Your goal —
Can you print the data exactly and leave out each image?
+++++
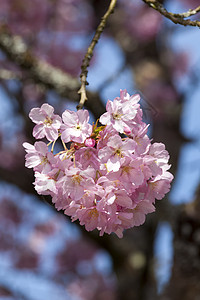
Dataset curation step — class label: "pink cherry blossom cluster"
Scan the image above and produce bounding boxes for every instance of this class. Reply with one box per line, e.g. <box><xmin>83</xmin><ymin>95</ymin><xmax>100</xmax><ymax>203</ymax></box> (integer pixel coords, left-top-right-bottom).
<box><xmin>23</xmin><ymin>90</ymin><xmax>173</xmax><ymax>237</ymax></box>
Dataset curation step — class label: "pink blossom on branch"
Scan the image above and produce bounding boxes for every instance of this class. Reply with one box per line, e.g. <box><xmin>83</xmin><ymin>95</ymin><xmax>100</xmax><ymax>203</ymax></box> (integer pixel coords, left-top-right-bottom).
<box><xmin>23</xmin><ymin>90</ymin><xmax>173</xmax><ymax>238</ymax></box>
<box><xmin>29</xmin><ymin>103</ymin><xmax>61</xmax><ymax>141</ymax></box>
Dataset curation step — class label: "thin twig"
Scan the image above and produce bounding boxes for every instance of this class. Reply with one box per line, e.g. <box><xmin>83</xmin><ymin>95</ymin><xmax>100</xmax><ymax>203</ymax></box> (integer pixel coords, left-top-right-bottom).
<box><xmin>142</xmin><ymin>0</ymin><xmax>200</xmax><ymax>27</ymax></box>
<box><xmin>77</xmin><ymin>0</ymin><xmax>117</xmax><ymax>110</ymax></box>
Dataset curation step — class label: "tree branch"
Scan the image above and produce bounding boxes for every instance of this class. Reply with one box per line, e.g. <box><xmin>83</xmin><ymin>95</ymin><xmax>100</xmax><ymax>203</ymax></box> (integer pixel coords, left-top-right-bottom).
<box><xmin>142</xmin><ymin>0</ymin><xmax>200</xmax><ymax>27</ymax></box>
<box><xmin>0</xmin><ymin>25</ymin><xmax>105</xmax><ymax>118</ymax></box>
<box><xmin>77</xmin><ymin>0</ymin><xmax>117</xmax><ymax>110</ymax></box>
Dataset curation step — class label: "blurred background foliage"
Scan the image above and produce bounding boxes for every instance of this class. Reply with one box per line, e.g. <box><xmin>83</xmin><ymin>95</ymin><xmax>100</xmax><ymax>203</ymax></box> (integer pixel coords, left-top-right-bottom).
<box><xmin>0</xmin><ymin>0</ymin><xmax>200</xmax><ymax>300</ymax></box>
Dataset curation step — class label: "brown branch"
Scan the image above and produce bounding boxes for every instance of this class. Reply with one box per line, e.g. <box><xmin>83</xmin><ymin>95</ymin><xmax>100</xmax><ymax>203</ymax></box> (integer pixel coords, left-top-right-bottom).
<box><xmin>0</xmin><ymin>25</ymin><xmax>105</xmax><ymax>118</ymax></box>
<box><xmin>77</xmin><ymin>0</ymin><xmax>117</xmax><ymax>110</ymax></box>
<box><xmin>142</xmin><ymin>0</ymin><xmax>200</xmax><ymax>27</ymax></box>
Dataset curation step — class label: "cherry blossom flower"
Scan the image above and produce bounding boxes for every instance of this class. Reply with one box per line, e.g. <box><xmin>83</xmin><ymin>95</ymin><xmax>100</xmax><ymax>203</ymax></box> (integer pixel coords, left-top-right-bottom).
<box><xmin>23</xmin><ymin>90</ymin><xmax>173</xmax><ymax>238</ymax></box>
<box><xmin>61</xmin><ymin>110</ymin><xmax>92</xmax><ymax>143</ymax></box>
<box><xmin>29</xmin><ymin>103</ymin><xmax>61</xmax><ymax>141</ymax></box>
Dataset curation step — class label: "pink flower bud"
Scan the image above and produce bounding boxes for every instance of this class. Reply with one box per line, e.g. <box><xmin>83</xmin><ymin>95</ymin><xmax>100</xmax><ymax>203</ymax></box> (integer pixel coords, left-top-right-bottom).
<box><xmin>85</xmin><ymin>138</ymin><xmax>96</xmax><ymax>147</ymax></box>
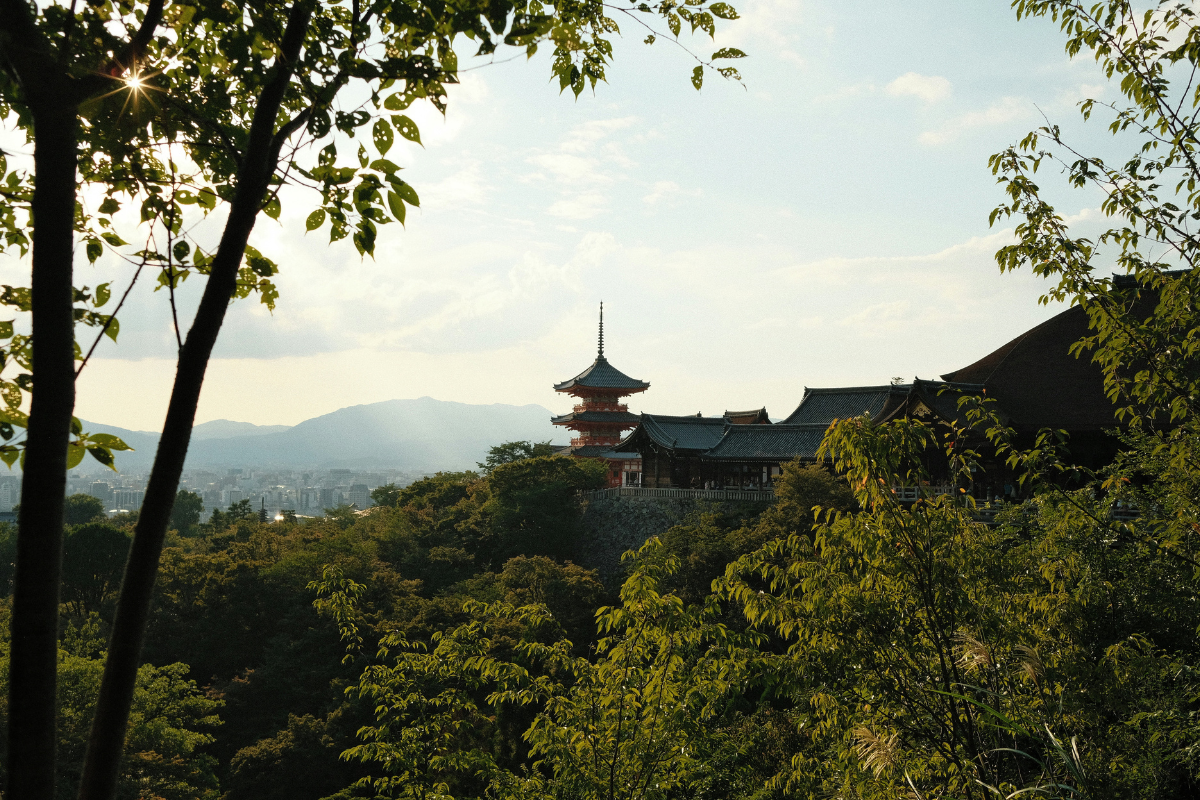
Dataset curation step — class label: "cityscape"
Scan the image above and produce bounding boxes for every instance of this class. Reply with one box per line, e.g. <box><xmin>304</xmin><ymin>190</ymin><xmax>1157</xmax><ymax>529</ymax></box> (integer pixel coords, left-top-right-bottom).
<box><xmin>59</xmin><ymin>468</ymin><xmax>432</xmax><ymax>519</ymax></box>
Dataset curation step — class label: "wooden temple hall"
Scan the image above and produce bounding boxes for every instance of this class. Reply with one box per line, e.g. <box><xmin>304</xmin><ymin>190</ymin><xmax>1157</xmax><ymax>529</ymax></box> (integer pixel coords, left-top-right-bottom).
<box><xmin>552</xmin><ymin>305</ymin><xmax>1120</xmax><ymax>500</ymax></box>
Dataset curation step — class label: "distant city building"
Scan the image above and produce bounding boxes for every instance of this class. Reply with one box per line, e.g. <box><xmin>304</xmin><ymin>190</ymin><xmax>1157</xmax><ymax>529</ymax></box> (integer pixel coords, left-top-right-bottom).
<box><xmin>346</xmin><ymin>483</ymin><xmax>372</xmax><ymax>509</ymax></box>
<box><xmin>88</xmin><ymin>481</ymin><xmax>113</xmax><ymax>506</ymax></box>
<box><xmin>112</xmin><ymin>488</ymin><xmax>145</xmax><ymax>511</ymax></box>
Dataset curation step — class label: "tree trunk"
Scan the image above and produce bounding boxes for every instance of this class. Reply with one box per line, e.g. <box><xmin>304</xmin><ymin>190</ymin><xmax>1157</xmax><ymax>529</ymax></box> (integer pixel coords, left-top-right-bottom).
<box><xmin>6</xmin><ymin>103</ymin><xmax>78</xmax><ymax>800</ymax></box>
<box><xmin>79</xmin><ymin>0</ymin><xmax>312</xmax><ymax>800</ymax></box>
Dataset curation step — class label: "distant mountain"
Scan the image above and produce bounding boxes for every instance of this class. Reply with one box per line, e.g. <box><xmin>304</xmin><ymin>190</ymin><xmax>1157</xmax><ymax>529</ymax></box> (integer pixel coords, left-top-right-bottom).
<box><xmin>84</xmin><ymin>397</ymin><xmax>563</xmax><ymax>471</ymax></box>
<box><xmin>192</xmin><ymin>420</ymin><xmax>292</xmax><ymax>441</ymax></box>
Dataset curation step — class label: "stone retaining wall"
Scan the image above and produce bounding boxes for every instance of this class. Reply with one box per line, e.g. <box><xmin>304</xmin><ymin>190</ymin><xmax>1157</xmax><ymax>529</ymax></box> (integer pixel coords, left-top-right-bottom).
<box><xmin>575</xmin><ymin>497</ymin><xmax>764</xmax><ymax>583</ymax></box>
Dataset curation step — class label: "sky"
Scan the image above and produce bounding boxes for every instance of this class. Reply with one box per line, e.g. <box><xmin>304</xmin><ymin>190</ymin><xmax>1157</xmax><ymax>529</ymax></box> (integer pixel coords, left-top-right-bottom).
<box><xmin>32</xmin><ymin>0</ymin><xmax>1132</xmax><ymax>441</ymax></box>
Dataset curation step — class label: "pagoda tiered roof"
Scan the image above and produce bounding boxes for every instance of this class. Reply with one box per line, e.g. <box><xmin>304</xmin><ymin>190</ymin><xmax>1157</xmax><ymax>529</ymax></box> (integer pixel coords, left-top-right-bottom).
<box><xmin>554</xmin><ymin>354</ymin><xmax>650</xmax><ymax>395</ymax></box>
<box><xmin>550</xmin><ymin>411</ymin><xmax>640</xmax><ymax>428</ymax></box>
+++++
Response to this task —
Dataset curation step — class label: "pink cherry blossom cluster"
Scan the image above and produce bounding boxes for every instance of this class. Reply with one box per line, e.g. <box><xmin>83</xmin><ymin>95</ymin><xmax>100</xmax><ymax>203</ymax></box> (integer pixel coords, left-top-right-bottom).
<box><xmin>23</xmin><ymin>90</ymin><xmax>173</xmax><ymax>237</ymax></box>
Dataset curation step — class label: "pink blossom on branch"
Scan the image above and produce bounding boxes for every instance of this class. Reply with one box per line, e.g. <box><xmin>83</xmin><ymin>95</ymin><xmax>100</xmax><ymax>203</ymax></box> (integer pixel coords, left-top-right-bottom).
<box><xmin>23</xmin><ymin>90</ymin><xmax>173</xmax><ymax>238</ymax></box>
<box><xmin>29</xmin><ymin>103</ymin><xmax>61</xmax><ymax>141</ymax></box>
Dataset curation step — class label: "thin twig"
Scan the image above and produce bounding boxes for every instance of this class. Reply with one box per line, e.g. <box><xmin>83</xmin><ymin>95</ymin><xmax>100</xmax><ymax>203</ymax></box> (integer pixel coords, left-top-right-bottom).
<box><xmin>142</xmin><ymin>0</ymin><xmax>200</xmax><ymax>27</ymax></box>
<box><xmin>77</xmin><ymin>0</ymin><xmax>117</xmax><ymax>110</ymax></box>
Dataset curation step — class label: "tree branch"
Scan the image above and produce bounding boxes for every instance of this class. Reply with one box per line, e.g. <box><xmin>83</xmin><ymin>95</ymin><xmax>100</xmax><ymax>203</ymax></box> (integer pixel coords, left-top-right-bottom).
<box><xmin>142</xmin><ymin>0</ymin><xmax>200</xmax><ymax>27</ymax></box>
<box><xmin>0</xmin><ymin>25</ymin><xmax>105</xmax><ymax>118</ymax></box>
<box><xmin>77</xmin><ymin>0</ymin><xmax>117</xmax><ymax>110</ymax></box>
Dataset curation step — class label: "blurred background foliage"
Scan the image above and produce bounding boxes for every instance of this class. Reply with one box per line, e.g. <box><xmin>83</xmin><ymin>95</ymin><xmax>100</xmax><ymax>203</ymax></box> (integer pixel coords, left-top-right-bottom).
<box><xmin>0</xmin><ymin>0</ymin><xmax>200</xmax><ymax>300</ymax></box>
Dataset curation step — class label: "brown branch"
Scan the image above and produce bounding boxes for every instance of this class. Reply with one box per line, e.g. <box><xmin>83</xmin><ymin>95</ymin><xmax>100</xmax><ymax>203</ymax></box> (integer pixel coords, left-top-right-bottom).
<box><xmin>0</xmin><ymin>25</ymin><xmax>105</xmax><ymax>118</ymax></box>
<box><xmin>77</xmin><ymin>0</ymin><xmax>117</xmax><ymax>110</ymax></box>
<box><xmin>142</xmin><ymin>0</ymin><xmax>200</xmax><ymax>27</ymax></box>
Dataset curation step — class label: "cherry blossom flower"
Scan the image above and produce bounding boxes for every instance of this class. Reply with one box per line, e.g. <box><xmin>83</xmin><ymin>95</ymin><xmax>100</xmax><ymax>203</ymax></box> (integer pixel coords, left-top-right-bottom).
<box><xmin>23</xmin><ymin>90</ymin><xmax>173</xmax><ymax>238</ymax></box>
<box><xmin>61</xmin><ymin>110</ymin><xmax>92</xmax><ymax>143</ymax></box>
<box><xmin>29</xmin><ymin>103</ymin><xmax>61</xmax><ymax>141</ymax></box>
Dataset curation step — class label: "pink flower bud"
Scan the image above and produce bounding boxes for every instance of this class. Reply with one box per line, e.g. <box><xmin>83</xmin><ymin>95</ymin><xmax>100</xmax><ymax>203</ymax></box> (integer pixel coords, left-top-right-bottom).
<box><xmin>85</xmin><ymin>138</ymin><xmax>96</xmax><ymax>147</ymax></box>
Dataset curation step — class label: "cityscape"
Scan the image above and produce bounding boxes for every instance of this class. Reply with one box per line, e.g. <box><xmin>304</xmin><ymin>190</ymin><xmax>1157</xmax><ymax>529</ymax></box> (integer pixel coords, left-top-right-bottom).
<box><xmin>59</xmin><ymin>468</ymin><xmax>432</xmax><ymax>519</ymax></box>
Dataset curation step — class label: "wooden temple hall"
Scan the image above and produce bounding boxes for every instance of this class. Reply with one box per line, e.g. <box><xmin>304</xmin><ymin>190</ymin><xmax>1157</xmax><ymax>529</ymax></box> (integer pixel coords, left-top-right-bottom).
<box><xmin>552</xmin><ymin>305</ymin><xmax>1120</xmax><ymax>500</ymax></box>
Dataset curation step — class label: "distant city building"
Scan the image above and produce bounding boxes for every instance of this class. Reply with one box per line, e.g. <box><xmin>304</xmin><ymin>190</ymin><xmax>1157</xmax><ymax>529</ymax></box> (integer pixel coords, left-top-right-bottom).
<box><xmin>346</xmin><ymin>483</ymin><xmax>372</xmax><ymax>509</ymax></box>
<box><xmin>88</xmin><ymin>481</ymin><xmax>113</xmax><ymax>506</ymax></box>
<box><xmin>112</xmin><ymin>488</ymin><xmax>145</xmax><ymax>511</ymax></box>
Dataset curation step — class label: "tree trunk"
Scan the image above and produce bounding boxes for every instance of this class. Reply with one box per line, e.g. <box><xmin>304</xmin><ymin>190</ymin><xmax>1157</xmax><ymax>529</ymax></box> (integer pixel coords, left-top-right-bottom).
<box><xmin>6</xmin><ymin>103</ymin><xmax>78</xmax><ymax>800</ymax></box>
<box><xmin>79</xmin><ymin>0</ymin><xmax>312</xmax><ymax>800</ymax></box>
Dataset curation step — class label: "distant mountain"
Scan the image above and produce bounding boxes for every instance of this class. Reply with one box per line, e.g. <box><xmin>304</xmin><ymin>190</ymin><xmax>1157</xmax><ymax>529</ymax></box> (integer pixel coords, left-top-right-bottom).
<box><xmin>84</xmin><ymin>397</ymin><xmax>563</xmax><ymax>471</ymax></box>
<box><xmin>192</xmin><ymin>420</ymin><xmax>292</xmax><ymax>441</ymax></box>
Dataset curation step — class label: "stone retaining wall"
Scan the image above and produce bounding boxes for every instance of this class. Reply with one box per line, e.g. <box><xmin>304</xmin><ymin>190</ymin><xmax>1157</xmax><ymax>529</ymax></box> (integer pixel coords, left-top-right-bottom).
<box><xmin>575</xmin><ymin>497</ymin><xmax>764</xmax><ymax>583</ymax></box>
Dataset curation step — class label: "sky"
Scan the image above and produce bounding boxes for every instance of this class. Reply with one box per line, e.g. <box><xmin>304</xmin><ymin>190</ymin><xmax>1157</xmax><ymax>529</ymax></box> (integer pixel coords, left-top-right-bottom).
<box><xmin>32</xmin><ymin>0</ymin><xmax>1132</xmax><ymax>441</ymax></box>
Dataset curation step — class label: "pagoda tiered roof"
Scan the image above and produce bounding boxes for every instance of this class. Reply with one box per line, e.g. <box><xmin>304</xmin><ymin>190</ymin><xmax>1157</xmax><ymax>529</ymax></box> (integer pixel coords, left-top-right-bottom).
<box><xmin>554</xmin><ymin>354</ymin><xmax>650</xmax><ymax>395</ymax></box>
<box><xmin>550</xmin><ymin>411</ymin><xmax>640</xmax><ymax>428</ymax></box>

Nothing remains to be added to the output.